▶ Data:
────────

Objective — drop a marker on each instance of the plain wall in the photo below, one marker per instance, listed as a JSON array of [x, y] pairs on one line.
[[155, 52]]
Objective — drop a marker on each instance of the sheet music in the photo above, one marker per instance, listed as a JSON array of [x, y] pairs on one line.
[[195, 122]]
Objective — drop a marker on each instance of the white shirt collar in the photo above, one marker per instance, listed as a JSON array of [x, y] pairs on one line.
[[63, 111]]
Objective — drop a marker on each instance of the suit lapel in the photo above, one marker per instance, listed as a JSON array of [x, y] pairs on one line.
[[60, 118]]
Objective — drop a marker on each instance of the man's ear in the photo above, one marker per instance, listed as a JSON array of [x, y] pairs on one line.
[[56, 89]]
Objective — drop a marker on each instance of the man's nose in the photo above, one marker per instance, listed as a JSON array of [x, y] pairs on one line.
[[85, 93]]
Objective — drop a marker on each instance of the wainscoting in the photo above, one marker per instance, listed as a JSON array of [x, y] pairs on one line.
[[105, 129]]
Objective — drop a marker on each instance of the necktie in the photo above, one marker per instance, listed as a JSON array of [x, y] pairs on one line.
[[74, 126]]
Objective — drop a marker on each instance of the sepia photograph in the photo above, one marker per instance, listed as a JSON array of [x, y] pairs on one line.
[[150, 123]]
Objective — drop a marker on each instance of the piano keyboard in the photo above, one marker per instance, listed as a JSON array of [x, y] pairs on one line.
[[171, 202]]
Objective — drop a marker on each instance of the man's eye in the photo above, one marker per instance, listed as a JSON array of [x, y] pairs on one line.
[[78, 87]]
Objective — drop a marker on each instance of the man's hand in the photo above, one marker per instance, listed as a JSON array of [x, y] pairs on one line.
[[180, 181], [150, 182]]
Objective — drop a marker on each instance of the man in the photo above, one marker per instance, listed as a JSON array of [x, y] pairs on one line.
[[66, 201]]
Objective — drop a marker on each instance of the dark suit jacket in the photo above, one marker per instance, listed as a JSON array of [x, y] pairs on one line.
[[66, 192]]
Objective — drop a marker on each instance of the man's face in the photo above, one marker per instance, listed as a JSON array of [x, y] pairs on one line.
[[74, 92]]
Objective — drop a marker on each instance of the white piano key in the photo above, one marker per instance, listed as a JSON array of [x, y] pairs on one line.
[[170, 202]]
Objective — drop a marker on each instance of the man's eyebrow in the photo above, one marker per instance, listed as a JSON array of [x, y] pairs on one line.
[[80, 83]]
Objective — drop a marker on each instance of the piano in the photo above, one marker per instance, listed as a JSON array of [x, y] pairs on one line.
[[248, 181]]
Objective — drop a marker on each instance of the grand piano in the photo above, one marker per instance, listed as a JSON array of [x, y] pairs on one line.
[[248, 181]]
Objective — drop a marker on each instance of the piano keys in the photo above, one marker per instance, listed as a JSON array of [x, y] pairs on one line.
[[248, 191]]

────────

Each record must be repeated exactly as it appears above.

Objective — drop a marker on each instance of the plain wall in the photo below, one marker per instance, listed as a JSON array of [x, y] pairs on one line.
[[155, 52]]
Objective — drop a marker on each instance of the sheet music in the photo above, one marker per instance, listed as a JSON array of [x, y] pairs on one line.
[[195, 122]]
Objective — drop a marker on each instance of the white shirt collar in the photo above, one marker per instance, listed as a JSON array of [x, y] pairs on one line.
[[63, 111]]
Objective — drop a marker on each instance of the suit lapel in the photo above, one marker per instance, listed as a JSON array of [x, y] pairs on one line.
[[60, 118]]
Objective — drop a marker on each instance of the man's ear in the photo above, one marker per instance, listed as a JSON array of [x, y] pairs on one line.
[[56, 89]]
Objective — drop a marker on each instance of the man's nose in the photo above, one marker per instance, listed as a JSON array of [x, y] pairs on one line.
[[85, 93]]
Objective — drop a marker on each instance of the wainscoting in the photo above, one marker per instance, listed as a JSON array of [x, y] pairs on one line.
[[105, 129]]
Objective — drop a marker on each instance of the necktie in the photo above, one marker per instance, listed as a JSON array of [x, y] pairs on one line.
[[74, 126]]
Objective — drop a marker on each instance of the sepia photograph in the photo above, one marker per instance, listed as a JSON array of [x, y] pairs on one line.
[[150, 123]]
Objective — drop a marker on each instance of the piano keyboard in the photo above, one marker per instance, listed as a JSON array of [x, y] pairs on one line.
[[171, 202]]
Objective — drop a marker on each instance of the man's eye in the photo above, one marker per instance, listed as a JSON array of [x, y] pairs on one line.
[[78, 87]]
Objective — drop a marker on each instance of the man's hand in the photo above, one marker per instance, listed as a JSON array of [x, y] pairs on one line.
[[180, 181], [150, 182]]
Objective — drop a marker on each instance of the man in the photo above, one marker per instance, listed as a JSON array of [x, y] pairs on one line.
[[66, 201]]
Objective — drop a marker on each instance of the dark suit jacket in the photo above, one marker per instance, listed as a JSON array of [x, y] pairs on one line.
[[66, 192]]
Objective — drop a marker on each instance of the man's face in the photo above, one marker per instance, listed as a JSON array of [x, y] pairs on one line.
[[74, 92]]
Objective — drop a marker on each instance of the white piano key in the photo above, one marker per instance, listed as a JSON array of [x, y] pairs on one line.
[[170, 202]]
Objective — drop a marker on each instance of the man's eyebrow in the photo above, one marker per instance, listed as a JSON array of [x, y] pairs on one line.
[[80, 83]]
Objective — drop a marker on each instance of the piano in the photo above, one marker per instance, listed as a JSON array of [x, y] pairs on one line.
[[248, 181]]
Objective — drop a marker on each instance of the grand piano in the photo above, one marker per instance, listed as a JSON array of [x, y] pairs on one line.
[[248, 181]]
Objective — drop a marker on each instance of the piano keys in the photo above, one marker per instance, listed as a JSON array of [x, y] pairs on one line.
[[248, 191]]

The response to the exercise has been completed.